_Stated goal_. The entries below are to be written out again without alteration.

_Record set_.
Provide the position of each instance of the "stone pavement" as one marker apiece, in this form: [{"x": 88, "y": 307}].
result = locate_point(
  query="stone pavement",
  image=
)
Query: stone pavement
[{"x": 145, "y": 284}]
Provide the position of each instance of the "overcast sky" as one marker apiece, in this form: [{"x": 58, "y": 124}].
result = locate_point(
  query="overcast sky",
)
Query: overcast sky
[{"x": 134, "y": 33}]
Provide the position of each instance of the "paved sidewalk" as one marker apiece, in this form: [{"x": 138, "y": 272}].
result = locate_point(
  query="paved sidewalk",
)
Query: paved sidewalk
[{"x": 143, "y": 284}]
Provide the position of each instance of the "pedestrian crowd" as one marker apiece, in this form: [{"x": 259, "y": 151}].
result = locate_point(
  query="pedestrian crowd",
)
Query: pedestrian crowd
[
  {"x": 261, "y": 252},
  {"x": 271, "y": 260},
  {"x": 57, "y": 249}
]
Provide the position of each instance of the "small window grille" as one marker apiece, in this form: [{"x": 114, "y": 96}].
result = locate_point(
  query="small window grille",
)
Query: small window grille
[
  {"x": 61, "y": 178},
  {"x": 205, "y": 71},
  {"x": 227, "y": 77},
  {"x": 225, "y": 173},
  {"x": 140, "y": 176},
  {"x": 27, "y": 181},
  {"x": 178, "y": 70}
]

_Reply to the task_.
Provide the position of each instance of the "stone pavement" as one marker apiece, in this form: [{"x": 88, "y": 307}].
result = locate_point(
  query="stone pavement",
  image=
)
Query: stone pavement
[{"x": 145, "y": 284}]
Provide the position of each instance of the "overcast sky" as one marker apiece, in this form: [{"x": 58, "y": 124}].
result = locate_point(
  query="overcast sky",
)
Query: overcast sky
[{"x": 134, "y": 33}]
Provide the position of each instance of the "paved sidewalk" as one marker apiece, in this form: [{"x": 138, "y": 272}].
result = locate_point(
  query="paved sidewalk",
)
Query: paved sidewalk
[{"x": 143, "y": 284}]
Provide the position of each instance of the "pedestrian crowd" as one marker apiece, in this form: [{"x": 259, "y": 151}].
result = locate_point(
  query="pedestrian crowd",
)
Query: pedestrian crowd
[
  {"x": 261, "y": 252},
  {"x": 271, "y": 260},
  {"x": 57, "y": 249}
]
Provide the position of each instance of the "small window grille" as one marker apiece, in this form: [{"x": 114, "y": 96}].
result = locate_point(
  query="small window grille",
)
Query: small window grille
[
  {"x": 61, "y": 178},
  {"x": 205, "y": 71},
  {"x": 227, "y": 77},
  {"x": 225, "y": 173},
  {"x": 140, "y": 176},
  {"x": 27, "y": 181},
  {"x": 178, "y": 70}
]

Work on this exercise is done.